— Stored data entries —
§
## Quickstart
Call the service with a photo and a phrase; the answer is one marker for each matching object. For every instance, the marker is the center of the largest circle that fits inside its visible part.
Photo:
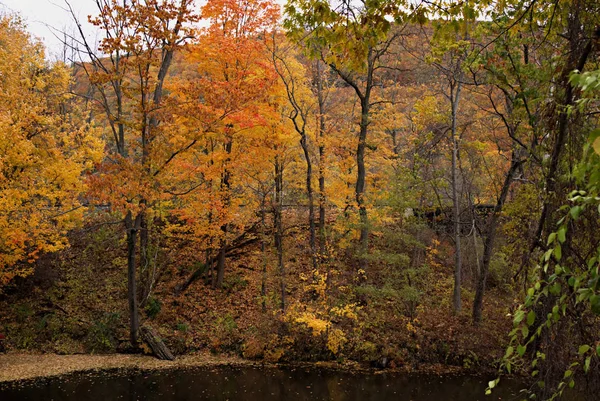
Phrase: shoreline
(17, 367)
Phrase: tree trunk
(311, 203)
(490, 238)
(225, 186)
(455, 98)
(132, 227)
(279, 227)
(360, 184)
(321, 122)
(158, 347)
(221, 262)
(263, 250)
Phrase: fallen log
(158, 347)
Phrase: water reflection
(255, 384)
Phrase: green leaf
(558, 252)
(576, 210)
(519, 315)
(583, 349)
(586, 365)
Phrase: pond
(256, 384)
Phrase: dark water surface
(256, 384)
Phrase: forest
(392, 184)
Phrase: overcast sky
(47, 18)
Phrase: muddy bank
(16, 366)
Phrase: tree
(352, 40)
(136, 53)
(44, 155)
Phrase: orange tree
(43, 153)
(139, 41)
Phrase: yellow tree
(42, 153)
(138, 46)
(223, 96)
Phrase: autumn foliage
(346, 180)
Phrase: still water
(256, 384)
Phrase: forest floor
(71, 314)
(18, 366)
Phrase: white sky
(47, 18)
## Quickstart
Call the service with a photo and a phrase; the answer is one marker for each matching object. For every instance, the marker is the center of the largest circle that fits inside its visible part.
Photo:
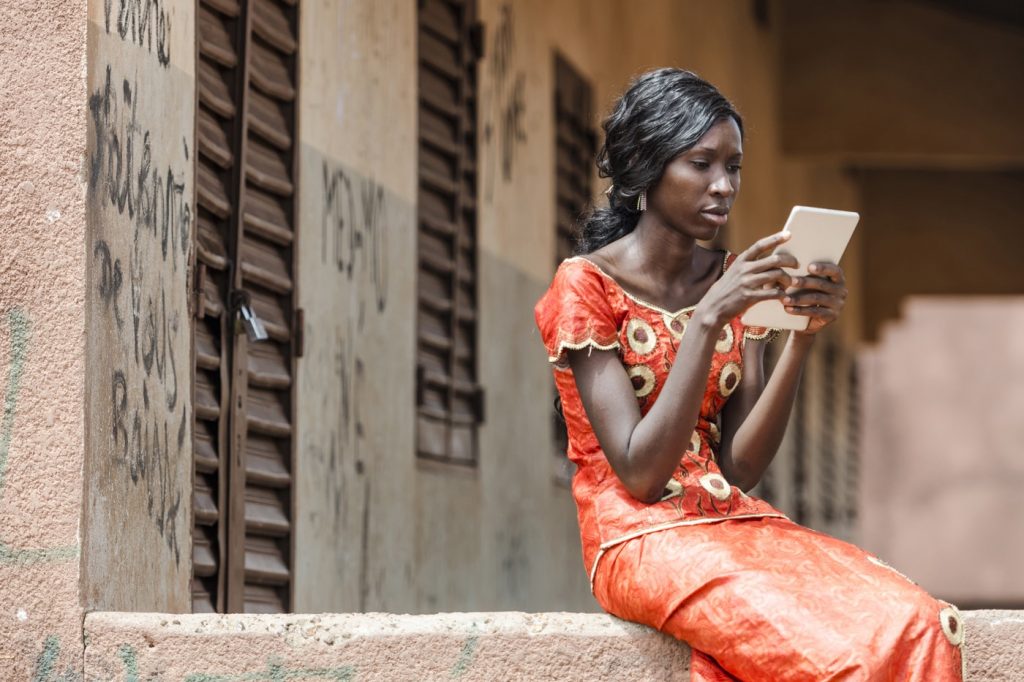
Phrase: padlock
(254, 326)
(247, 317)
§
— SHORT PROBLEM —
Copy all of the records above line for line, omitting the pictures.

— RESPONSE TO THE EXERCISE —
## Quickstart
Call the service with a photo and a phrase; the answer is one marker for each matching object. For every instance, the marker is the center of the largest circle that fits inside its visible part.
Photo:
Phrase: shoreline
(17, 367)
Phrase: tree trunk
(311, 203)
(490, 238)
(225, 186)
(455, 98)
(132, 227)
(279, 227)
(360, 184)
(321, 122)
(158, 347)
(221, 262)
(263, 250)
Phrase: fallen log
(158, 347)
Phrase: water reflection
(255, 384)
Phrase: green leaf
(558, 252)
(576, 210)
(519, 315)
(583, 349)
(586, 365)
Phrase: pond
(256, 384)
Phrase: dark water surface
(256, 384)
Phrase: forest
(392, 184)
Phrase: overcast sky
(47, 18)
Phrase: muddy bank
(16, 366)
Phrase: tree
(352, 40)
(136, 53)
(44, 155)
Phrase: orange tree
(43, 153)
(139, 41)
Phrase: yellow tree
(42, 153)
(138, 46)
(223, 96)
Phrase: autumn foliage
(346, 180)
Phrase: still water
(256, 384)
Phrase: forest floor
(71, 314)
(18, 366)
Phrase: white sky
(47, 18)
## Quickstart
Call the service with a photo and a phrase; the answer is one marker for each matching object. For every instance, the marker is the center of the largest circle that fits inside its visible part.
Photo:
Phrase: padlock
(254, 326)
(247, 317)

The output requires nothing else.